▶ _Recorded information_
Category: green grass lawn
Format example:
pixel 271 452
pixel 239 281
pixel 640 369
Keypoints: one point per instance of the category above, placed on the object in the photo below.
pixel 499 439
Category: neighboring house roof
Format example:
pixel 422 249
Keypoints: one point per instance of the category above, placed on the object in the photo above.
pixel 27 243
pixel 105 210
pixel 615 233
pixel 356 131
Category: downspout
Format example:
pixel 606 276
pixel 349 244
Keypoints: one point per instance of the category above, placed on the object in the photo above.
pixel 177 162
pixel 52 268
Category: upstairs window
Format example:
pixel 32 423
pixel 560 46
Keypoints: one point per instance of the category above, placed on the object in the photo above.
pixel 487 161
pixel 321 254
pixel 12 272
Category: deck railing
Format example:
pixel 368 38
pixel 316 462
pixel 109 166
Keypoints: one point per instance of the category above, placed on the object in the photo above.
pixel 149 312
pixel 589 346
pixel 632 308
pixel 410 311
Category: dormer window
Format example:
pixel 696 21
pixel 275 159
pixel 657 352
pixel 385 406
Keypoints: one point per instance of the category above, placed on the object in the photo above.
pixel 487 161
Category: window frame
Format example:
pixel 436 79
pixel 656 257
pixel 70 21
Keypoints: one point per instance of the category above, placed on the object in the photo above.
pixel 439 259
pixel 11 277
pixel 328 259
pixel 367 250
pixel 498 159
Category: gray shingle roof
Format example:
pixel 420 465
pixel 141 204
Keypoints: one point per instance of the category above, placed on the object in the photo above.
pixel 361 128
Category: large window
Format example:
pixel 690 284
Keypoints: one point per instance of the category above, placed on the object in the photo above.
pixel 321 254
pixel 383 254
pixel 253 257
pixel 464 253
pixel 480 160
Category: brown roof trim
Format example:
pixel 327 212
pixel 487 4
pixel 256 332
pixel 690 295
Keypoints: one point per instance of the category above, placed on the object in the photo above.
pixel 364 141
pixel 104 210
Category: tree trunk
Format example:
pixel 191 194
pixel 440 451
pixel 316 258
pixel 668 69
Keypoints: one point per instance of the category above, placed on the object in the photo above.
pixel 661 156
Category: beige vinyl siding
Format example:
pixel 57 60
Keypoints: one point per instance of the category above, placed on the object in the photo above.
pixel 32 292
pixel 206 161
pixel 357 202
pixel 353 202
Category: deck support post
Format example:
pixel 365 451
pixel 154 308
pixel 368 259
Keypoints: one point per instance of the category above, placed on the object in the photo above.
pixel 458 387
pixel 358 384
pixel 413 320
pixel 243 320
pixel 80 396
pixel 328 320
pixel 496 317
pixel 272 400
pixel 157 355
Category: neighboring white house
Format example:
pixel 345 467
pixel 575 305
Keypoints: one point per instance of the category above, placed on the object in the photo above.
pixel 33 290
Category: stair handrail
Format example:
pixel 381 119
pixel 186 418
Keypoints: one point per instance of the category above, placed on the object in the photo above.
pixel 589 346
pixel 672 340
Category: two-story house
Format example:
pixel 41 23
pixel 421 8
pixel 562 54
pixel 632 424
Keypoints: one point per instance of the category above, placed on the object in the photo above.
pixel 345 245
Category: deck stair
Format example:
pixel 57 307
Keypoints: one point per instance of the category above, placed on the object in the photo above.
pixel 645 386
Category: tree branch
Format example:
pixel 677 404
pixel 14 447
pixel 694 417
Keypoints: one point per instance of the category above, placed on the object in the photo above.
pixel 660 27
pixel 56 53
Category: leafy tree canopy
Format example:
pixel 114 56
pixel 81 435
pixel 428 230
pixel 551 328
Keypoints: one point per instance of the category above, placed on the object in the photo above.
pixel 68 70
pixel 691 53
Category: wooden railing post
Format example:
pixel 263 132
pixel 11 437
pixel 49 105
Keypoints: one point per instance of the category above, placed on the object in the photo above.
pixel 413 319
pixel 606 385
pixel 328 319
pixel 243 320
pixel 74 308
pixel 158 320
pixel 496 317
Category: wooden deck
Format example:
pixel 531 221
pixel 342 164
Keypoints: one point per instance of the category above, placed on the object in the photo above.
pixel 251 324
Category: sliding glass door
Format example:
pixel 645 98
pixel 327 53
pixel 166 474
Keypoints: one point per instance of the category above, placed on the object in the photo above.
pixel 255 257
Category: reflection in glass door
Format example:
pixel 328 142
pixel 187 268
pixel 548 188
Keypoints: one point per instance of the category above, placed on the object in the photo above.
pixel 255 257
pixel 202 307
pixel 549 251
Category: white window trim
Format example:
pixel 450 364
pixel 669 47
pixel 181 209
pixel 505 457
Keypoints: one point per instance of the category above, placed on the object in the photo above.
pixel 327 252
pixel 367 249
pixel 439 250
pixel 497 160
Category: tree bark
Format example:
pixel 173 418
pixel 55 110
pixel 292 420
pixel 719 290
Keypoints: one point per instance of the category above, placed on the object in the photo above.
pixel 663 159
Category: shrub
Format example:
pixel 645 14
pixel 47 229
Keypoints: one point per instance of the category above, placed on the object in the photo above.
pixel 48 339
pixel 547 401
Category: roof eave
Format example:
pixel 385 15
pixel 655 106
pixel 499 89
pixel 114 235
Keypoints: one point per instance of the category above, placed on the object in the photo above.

▶ _Aim of the task_
Could you put the entries above into a Markdown table with one row per line, using a Number column for the running row count and a Content column for the line itself, and leaving out blank lines?

▶ _Answer to the task_
| Number | Content |
|---|---|
| 1 | Category: green grass lawn |
| 2 | Format example: |
| 3 | pixel 271 452 |
| 4 | pixel 239 281 |
| 5 | pixel 640 369 |
| 6 | Keypoints: one point per instance of the category above, placed on the object in the photo below. |
| 7 | pixel 499 439 |
| 8 | Category: neighboring house roof |
| 9 | Format example: |
| 10 | pixel 422 249 |
| 11 | Keypoints: one point per instance of the category above, placed on the object in the photo above. |
| 12 | pixel 27 243 |
| 13 | pixel 105 210 |
| 14 | pixel 615 233 |
| 15 | pixel 356 131 |
| 16 | Category: downspout |
| 17 | Format example: |
| 18 | pixel 606 276 |
| 19 | pixel 349 244 |
| 20 | Keypoints: one point per instance of the category above, placed on the object in the photo above. |
| 21 | pixel 177 162 |
| 22 | pixel 52 268 |
| 23 | Category: upstairs window |
| 24 | Format example: |
| 25 | pixel 32 423 |
| 26 | pixel 560 46 |
| 27 | Keypoints: one point per instance of the category above, placed on the object in the photo above. |
| 28 | pixel 487 161 |
| 29 | pixel 321 254 |
| 30 | pixel 12 272 |
| 31 | Category: deck railing |
| 32 | Format example: |
| 33 | pixel 368 38 |
| 34 | pixel 316 462 |
| 35 | pixel 109 166 |
| 36 | Keypoints: one point per instance of the category above, placed on the object in the photo above. |
| 37 | pixel 149 312 |
| 38 | pixel 589 346 |
| 39 | pixel 632 308 |
| 40 | pixel 410 311 |
| 41 | Category: dormer window |
| 42 | Format example: |
| 43 | pixel 696 21 |
| 44 | pixel 275 159 |
| 45 | pixel 657 352 |
| 46 | pixel 385 406 |
| 47 | Keypoints: one point per instance of the category above, placed on the object in the photo above. |
| 48 | pixel 487 161 |
| 49 | Category: window frame |
| 50 | Format example: |
| 51 | pixel 436 79 |
| 52 | pixel 656 257 |
| 53 | pixel 70 21 |
| 54 | Keypoints: one point per instance of the category above, placed on the object in the photo above. |
| 55 | pixel 439 259 |
| 56 | pixel 11 277 |
| 57 | pixel 328 259 |
| 58 | pixel 367 250 |
| 59 | pixel 498 159 |
| 60 | Category: gray shingle roof |
| 61 | Format example: |
| 62 | pixel 420 465 |
| 63 | pixel 141 204 |
| 64 | Keypoints: one point per instance of the category above, placed on the object in the photo above. |
| 65 | pixel 361 128 |
| 66 | Category: large window |
| 67 | Format example: |
| 68 | pixel 690 284 |
| 69 | Keypoints: one point per instance of the category above, placed on the object in the photo above. |
| 70 | pixel 321 254 |
| 71 | pixel 383 254 |
| 72 | pixel 253 257 |
| 73 | pixel 464 253 |
| 74 | pixel 480 160 |
| 75 | Category: brown roof trim |
| 76 | Format example: |
| 77 | pixel 327 212 |
| 78 | pixel 487 4 |
| 79 | pixel 256 332 |
| 80 | pixel 690 295 |
| 81 | Keypoints: one point per instance of the category above, placed on the object in the photo above. |
| 82 | pixel 364 141 |
| 83 | pixel 104 210 |
| 84 | Category: tree trunk |
| 85 | Format example: |
| 86 | pixel 191 194 |
| 87 | pixel 440 451 |
| 88 | pixel 316 258 |
| 89 | pixel 668 69 |
| 90 | Keypoints: one point per instance of the category above, placed on the object in the photo above. |
| 91 | pixel 661 156 |
| 92 | Category: beige vinyl siding |
| 93 | Format example: |
| 94 | pixel 57 60 |
| 95 | Keypoints: one point per instance of the category above, placed on the object in the photo above. |
| 96 | pixel 32 292 |
| 97 | pixel 206 161 |
| 98 | pixel 357 202 |
| 99 | pixel 353 202 |
| 100 | Category: deck support post |
| 101 | Format example: |
| 102 | pixel 365 451 |
| 103 | pixel 154 308 |
| 104 | pixel 368 259 |
| 105 | Keypoints: one point per instance of the category above, placed on the object in the photo above. |
| 106 | pixel 458 387 |
| 107 | pixel 358 384 |
| 108 | pixel 413 320 |
| 109 | pixel 243 320 |
| 110 | pixel 80 396 |
| 111 | pixel 328 320 |
| 112 | pixel 496 317 |
| 113 | pixel 272 400 |
| 114 | pixel 157 355 |
| 115 | Category: neighboring white house |
| 116 | Format example: |
| 117 | pixel 345 467 |
| 118 | pixel 575 305 |
| 119 | Keypoints: one point per instance of the category above, placed on the object in the photo above. |
| 120 | pixel 33 290 |
| 121 | Category: stair handrail |
| 122 | Format example: |
| 123 | pixel 381 119 |
| 124 | pixel 186 418 |
| 125 | Keypoints: one point per instance of the category above, placed on the object in the photo above. |
| 126 | pixel 589 346 |
| 127 | pixel 672 340 |
| 128 | Category: two-story house |
| 129 | Format example: |
| 130 | pixel 41 23 |
| 131 | pixel 421 8 |
| 132 | pixel 562 54 |
| 133 | pixel 632 424 |
| 134 | Keypoints: one point per instance of the category above, placed on the object in the photo above. |
| 135 | pixel 345 245 |
| 136 | Category: deck stair |
| 137 | Format example: |
| 138 | pixel 57 307 |
| 139 | Keypoints: one point per instance of the category above, placed on the object in the photo above. |
| 140 | pixel 645 386 |
| 141 | Category: tree branch |
| 142 | Format example: |
| 143 | pixel 677 404 |
| 144 | pixel 14 447 |
| 145 | pixel 694 417 |
| 146 | Keypoints: one point per instance of the category above, placed on the object in the photo above. |
| 147 | pixel 660 27 |
| 148 | pixel 56 53 |
| 149 | Category: leafy tree canopy |
| 150 | Format example: |
| 151 | pixel 114 56 |
| 152 | pixel 81 435 |
| 153 | pixel 428 230 |
| 154 | pixel 551 328 |
| 155 | Keypoints: one point per instance of the category above, placed on the object in the photo above. |
| 156 | pixel 68 70 |
| 157 | pixel 691 53 |
| 158 | Category: wooden railing post |
| 159 | Format example: |
| 160 | pixel 263 132 |
| 161 | pixel 11 437 |
| 162 | pixel 49 105 |
| 163 | Keypoints: one point per instance of the category above, placed on the object in the photo above. |
| 164 | pixel 413 319 |
| 165 | pixel 606 385 |
| 166 | pixel 328 319 |
| 167 | pixel 243 320 |
| 168 | pixel 74 308 |
| 169 | pixel 158 320 |
| 170 | pixel 496 317 |
| 171 | Category: wooden deck |
| 172 | Format example: |
| 173 | pixel 531 221 |
| 174 | pixel 342 164 |
| 175 | Keypoints: one point per instance of the category above, placed on the object in the photo above. |
| 176 | pixel 251 324 |
| 177 | Category: sliding glass door |
| 178 | Format example: |
| 179 | pixel 645 98 |
| 180 | pixel 327 53 |
| 181 | pixel 166 474 |
| 182 | Keypoints: one point per instance of the category above, placed on the object in the photo above. |
| 183 | pixel 255 257 |
| 184 | Category: reflection in glass door |
| 185 | Format example: |
| 186 | pixel 328 142 |
| 187 | pixel 187 268 |
| 188 | pixel 548 188 |
| 189 | Keypoints: one point per instance of the category above, placed on the object in the photo above. |
| 190 | pixel 255 257 |
| 191 | pixel 202 307 |
| 192 | pixel 549 251 |
| 193 | Category: white window trim |
| 194 | Format example: |
| 195 | pixel 450 364 |
| 196 | pixel 669 47 |
| 197 | pixel 181 209 |
| 198 | pixel 505 457 |
| 199 | Keypoints: one point per instance of the category above, placed on the object in the photo above. |
| 200 | pixel 327 252 |
| 201 | pixel 367 249 |
| 202 | pixel 439 250 |
| 203 | pixel 497 160 |
| 204 | Category: tree bark |
| 205 | Format example: |
| 206 | pixel 173 418 |
| 207 | pixel 55 110 |
| 208 | pixel 292 420 |
| 209 | pixel 719 290 |
| 210 | Keypoints: one point per instance of the category above, placed on the object in the photo above. |
| 211 | pixel 663 159 |
| 212 | Category: shrub |
| 213 | Format example: |
| 214 | pixel 645 14 |
| 215 | pixel 47 229 |
| 216 | Keypoints: one point per instance of the category above, placed on the object in the photo above. |
| 217 | pixel 48 339 |
| 218 | pixel 547 401 |
| 219 | Category: roof eave |
| 220 | Format example: |
| 221 | pixel 385 15 |
| 222 | pixel 655 106 |
| 223 | pixel 499 89 |
| 224 | pixel 114 235 |
| 225 | Keypoints: one point per instance of the category above, placed on the object in the photo above. |